(Dataset rows)
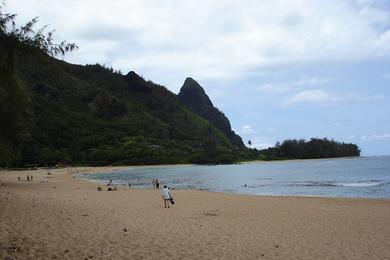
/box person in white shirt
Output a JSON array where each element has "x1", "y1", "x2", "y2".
[{"x1": 162, "y1": 185, "x2": 172, "y2": 208}]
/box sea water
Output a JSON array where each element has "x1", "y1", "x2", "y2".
[{"x1": 83, "y1": 156, "x2": 390, "y2": 198}]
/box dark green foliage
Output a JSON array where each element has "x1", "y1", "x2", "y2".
[
  {"x1": 178, "y1": 78, "x2": 245, "y2": 148},
  {"x1": 0, "y1": 6, "x2": 360, "y2": 167},
  {"x1": 0, "y1": 4, "x2": 78, "y2": 56},
  {"x1": 260, "y1": 138, "x2": 360, "y2": 160}
]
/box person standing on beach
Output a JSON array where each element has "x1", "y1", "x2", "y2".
[{"x1": 162, "y1": 185, "x2": 172, "y2": 208}]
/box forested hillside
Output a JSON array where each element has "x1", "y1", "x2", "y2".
[{"x1": 0, "y1": 5, "x2": 360, "y2": 167}]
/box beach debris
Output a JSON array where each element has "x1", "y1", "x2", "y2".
[
  {"x1": 203, "y1": 210, "x2": 218, "y2": 217},
  {"x1": 7, "y1": 246, "x2": 20, "y2": 253}
]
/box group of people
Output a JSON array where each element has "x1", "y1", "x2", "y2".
[
  {"x1": 97, "y1": 178, "x2": 175, "y2": 208},
  {"x1": 18, "y1": 174, "x2": 34, "y2": 181}
]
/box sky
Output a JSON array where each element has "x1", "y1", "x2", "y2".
[{"x1": 5, "y1": 0, "x2": 390, "y2": 156}]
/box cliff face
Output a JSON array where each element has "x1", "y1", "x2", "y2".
[
  {"x1": 0, "y1": 38, "x2": 248, "y2": 166},
  {"x1": 178, "y1": 78, "x2": 244, "y2": 147}
]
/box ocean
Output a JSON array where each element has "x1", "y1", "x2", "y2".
[{"x1": 82, "y1": 156, "x2": 390, "y2": 198}]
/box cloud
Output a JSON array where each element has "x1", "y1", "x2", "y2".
[
  {"x1": 258, "y1": 77, "x2": 333, "y2": 94},
  {"x1": 283, "y1": 89, "x2": 334, "y2": 106},
  {"x1": 240, "y1": 125, "x2": 255, "y2": 135},
  {"x1": 360, "y1": 134, "x2": 390, "y2": 142},
  {"x1": 7, "y1": 0, "x2": 390, "y2": 87},
  {"x1": 282, "y1": 89, "x2": 385, "y2": 107}
]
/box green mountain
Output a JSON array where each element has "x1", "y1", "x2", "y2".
[
  {"x1": 0, "y1": 35, "x2": 254, "y2": 166},
  {"x1": 178, "y1": 78, "x2": 244, "y2": 148}
]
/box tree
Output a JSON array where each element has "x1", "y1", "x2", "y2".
[{"x1": 0, "y1": 4, "x2": 78, "y2": 56}]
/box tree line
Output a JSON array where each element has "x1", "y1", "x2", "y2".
[{"x1": 260, "y1": 138, "x2": 360, "y2": 160}]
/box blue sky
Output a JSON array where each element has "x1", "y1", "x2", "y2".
[{"x1": 6, "y1": 0, "x2": 390, "y2": 155}]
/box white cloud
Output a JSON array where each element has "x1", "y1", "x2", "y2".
[
  {"x1": 360, "y1": 134, "x2": 390, "y2": 142},
  {"x1": 258, "y1": 77, "x2": 333, "y2": 94},
  {"x1": 7, "y1": 0, "x2": 390, "y2": 90},
  {"x1": 282, "y1": 89, "x2": 385, "y2": 106},
  {"x1": 283, "y1": 89, "x2": 334, "y2": 106},
  {"x1": 240, "y1": 125, "x2": 255, "y2": 135}
]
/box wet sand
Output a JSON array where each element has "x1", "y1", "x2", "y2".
[{"x1": 0, "y1": 167, "x2": 390, "y2": 259}]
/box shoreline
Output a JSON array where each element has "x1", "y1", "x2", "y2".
[
  {"x1": 0, "y1": 167, "x2": 390, "y2": 259},
  {"x1": 0, "y1": 165, "x2": 390, "y2": 201}
]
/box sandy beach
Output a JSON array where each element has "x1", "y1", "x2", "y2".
[{"x1": 0, "y1": 167, "x2": 390, "y2": 259}]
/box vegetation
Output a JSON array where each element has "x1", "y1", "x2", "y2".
[
  {"x1": 260, "y1": 138, "x2": 360, "y2": 160},
  {"x1": 0, "y1": 6, "x2": 360, "y2": 167}
]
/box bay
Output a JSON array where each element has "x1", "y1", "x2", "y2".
[{"x1": 83, "y1": 156, "x2": 390, "y2": 198}]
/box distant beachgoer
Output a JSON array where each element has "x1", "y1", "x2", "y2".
[
  {"x1": 162, "y1": 185, "x2": 172, "y2": 208},
  {"x1": 168, "y1": 187, "x2": 175, "y2": 205}
]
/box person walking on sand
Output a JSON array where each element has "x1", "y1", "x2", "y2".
[{"x1": 162, "y1": 185, "x2": 172, "y2": 208}]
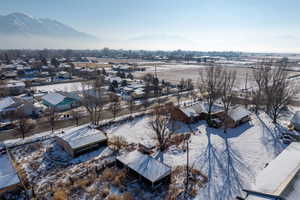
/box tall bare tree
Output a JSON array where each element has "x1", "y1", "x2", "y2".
[
  {"x1": 81, "y1": 77, "x2": 105, "y2": 125},
  {"x1": 149, "y1": 106, "x2": 174, "y2": 151},
  {"x1": 70, "y1": 109, "x2": 83, "y2": 126},
  {"x1": 264, "y1": 63, "x2": 295, "y2": 123},
  {"x1": 127, "y1": 96, "x2": 136, "y2": 115},
  {"x1": 198, "y1": 66, "x2": 224, "y2": 117},
  {"x1": 252, "y1": 60, "x2": 269, "y2": 113},
  {"x1": 221, "y1": 69, "x2": 236, "y2": 133},
  {"x1": 45, "y1": 107, "x2": 59, "y2": 133}
]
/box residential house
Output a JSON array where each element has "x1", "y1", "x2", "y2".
[
  {"x1": 226, "y1": 106, "x2": 251, "y2": 128},
  {"x1": 55, "y1": 125, "x2": 107, "y2": 157},
  {"x1": 169, "y1": 102, "x2": 224, "y2": 123},
  {"x1": 0, "y1": 153, "x2": 21, "y2": 195},
  {"x1": 42, "y1": 92, "x2": 80, "y2": 111},
  {"x1": 0, "y1": 80, "x2": 25, "y2": 96},
  {"x1": 117, "y1": 151, "x2": 171, "y2": 186}
]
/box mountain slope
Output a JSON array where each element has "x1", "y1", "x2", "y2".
[{"x1": 0, "y1": 13, "x2": 96, "y2": 40}]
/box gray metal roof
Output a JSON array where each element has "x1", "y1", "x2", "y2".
[
  {"x1": 0, "y1": 154, "x2": 20, "y2": 189},
  {"x1": 117, "y1": 151, "x2": 171, "y2": 183},
  {"x1": 57, "y1": 125, "x2": 107, "y2": 149},
  {"x1": 228, "y1": 107, "x2": 251, "y2": 121}
]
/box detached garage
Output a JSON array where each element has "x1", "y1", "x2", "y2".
[
  {"x1": 56, "y1": 125, "x2": 107, "y2": 157},
  {"x1": 117, "y1": 151, "x2": 171, "y2": 186}
]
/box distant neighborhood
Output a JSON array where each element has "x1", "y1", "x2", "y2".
[{"x1": 0, "y1": 48, "x2": 300, "y2": 200}]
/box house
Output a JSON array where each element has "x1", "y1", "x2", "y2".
[
  {"x1": 226, "y1": 106, "x2": 251, "y2": 128},
  {"x1": 0, "y1": 153, "x2": 21, "y2": 195},
  {"x1": 244, "y1": 142, "x2": 300, "y2": 200},
  {"x1": 55, "y1": 125, "x2": 107, "y2": 157},
  {"x1": 0, "y1": 97, "x2": 38, "y2": 118},
  {"x1": 57, "y1": 71, "x2": 71, "y2": 79},
  {"x1": 42, "y1": 92, "x2": 80, "y2": 111},
  {"x1": 169, "y1": 102, "x2": 224, "y2": 123},
  {"x1": 117, "y1": 151, "x2": 171, "y2": 186},
  {"x1": 0, "y1": 80, "x2": 25, "y2": 95},
  {"x1": 291, "y1": 111, "x2": 300, "y2": 131}
]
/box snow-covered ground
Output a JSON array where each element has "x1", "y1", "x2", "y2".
[
  {"x1": 6, "y1": 110, "x2": 286, "y2": 200},
  {"x1": 32, "y1": 82, "x2": 81, "y2": 92},
  {"x1": 107, "y1": 113, "x2": 285, "y2": 200}
]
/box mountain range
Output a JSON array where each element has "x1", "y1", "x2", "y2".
[{"x1": 0, "y1": 13, "x2": 97, "y2": 40}]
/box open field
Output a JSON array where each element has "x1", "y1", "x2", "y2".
[{"x1": 133, "y1": 64, "x2": 300, "y2": 89}]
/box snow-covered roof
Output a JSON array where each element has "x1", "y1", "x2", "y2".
[
  {"x1": 0, "y1": 97, "x2": 15, "y2": 112},
  {"x1": 57, "y1": 125, "x2": 107, "y2": 149},
  {"x1": 0, "y1": 154, "x2": 20, "y2": 190},
  {"x1": 228, "y1": 107, "x2": 251, "y2": 121},
  {"x1": 292, "y1": 111, "x2": 300, "y2": 124},
  {"x1": 42, "y1": 92, "x2": 65, "y2": 105},
  {"x1": 247, "y1": 142, "x2": 300, "y2": 200},
  {"x1": 117, "y1": 151, "x2": 171, "y2": 183}
]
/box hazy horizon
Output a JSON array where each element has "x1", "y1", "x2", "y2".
[{"x1": 0, "y1": 0, "x2": 300, "y2": 53}]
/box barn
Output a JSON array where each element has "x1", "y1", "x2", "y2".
[
  {"x1": 0, "y1": 153, "x2": 21, "y2": 197},
  {"x1": 55, "y1": 125, "x2": 107, "y2": 157},
  {"x1": 117, "y1": 151, "x2": 171, "y2": 186}
]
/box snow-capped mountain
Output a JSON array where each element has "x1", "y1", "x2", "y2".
[{"x1": 0, "y1": 13, "x2": 96, "y2": 40}]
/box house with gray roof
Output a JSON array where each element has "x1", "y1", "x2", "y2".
[
  {"x1": 55, "y1": 125, "x2": 107, "y2": 157},
  {"x1": 117, "y1": 151, "x2": 171, "y2": 186},
  {"x1": 0, "y1": 153, "x2": 20, "y2": 195},
  {"x1": 226, "y1": 106, "x2": 251, "y2": 128}
]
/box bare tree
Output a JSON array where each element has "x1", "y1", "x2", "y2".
[
  {"x1": 70, "y1": 109, "x2": 82, "y2": 126},
  {"x1": 221, "y1": 70, "x2": 236, "y2": 133},
  {"x1": 264, "y1": 63, "x2": 295, "y2": 123},
  {"x1": 149, "y1": 106, "x2": 174, "y2": 151},
  {"x1": 252, "y1": 61, "x2": 269, "y2": 113},
  {"x1": 109, "y1": 93, "x2": 121, "y2": 119},
  {"x1": 198, "y1": 66, "x2": 224, "y2": 117},
  {"x1": 15, "y1": 110, "x2": 35, "y2": 139},
  {"x1": 127, "y1": 96, "x2": 136, "y2": 115},
  {"x1": 45, "y1": 107, "x2": 59, "y2": 133},
  {"x1": 81, "y1": 77, "x2": 105, "y2": 125}
]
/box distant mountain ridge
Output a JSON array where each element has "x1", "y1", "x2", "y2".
[{"x1": 0, "y1": 13, "x2": 97, "y2": 40}]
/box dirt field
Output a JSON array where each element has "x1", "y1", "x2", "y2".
[{"x1": 134, "y1": 64, "x2": 300, "y2": 88}]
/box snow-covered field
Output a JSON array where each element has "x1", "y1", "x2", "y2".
[
  {"x1": 107, "y1": 113, "x2": 285, "y2": 200},
  {"x1": 32, "y1": 82, "x2": 81, "y2": 92},
  {"x1": 6, "y1": 113, "x2": 286, "y2": 200}
]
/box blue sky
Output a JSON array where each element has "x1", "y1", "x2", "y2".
[{"x1": 0, "y1": 0, "x2": 300, "y2": 52}]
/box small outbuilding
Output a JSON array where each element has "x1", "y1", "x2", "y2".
[
  {"x1": 291, "y1": 111, "x2": 300, "y2": 131},
  {"x1": 117, "y1": 151, "x2": 171, "y2": 186},
  {"x1": 0, "y1": 153, "x2": 21, "y2": 196},
  {"x1": 56, "y1": 125, "x2": 107, "y2": 157},
  {"x1": 226, "y1": 107, "x2": 251, "y2": 128}
]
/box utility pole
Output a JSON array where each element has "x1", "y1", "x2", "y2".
[{"x1": 185, "y1": 137, "x2": 190, "y2": 198}]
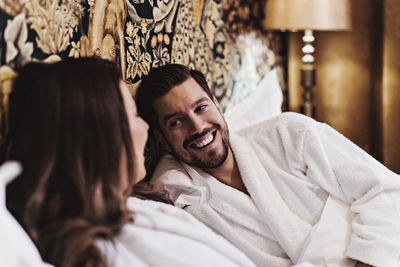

## What the exercise asks
Return each line above that contains the string "white", copied in full.

## Answer for the task
/box person in white shirt
/box white cloud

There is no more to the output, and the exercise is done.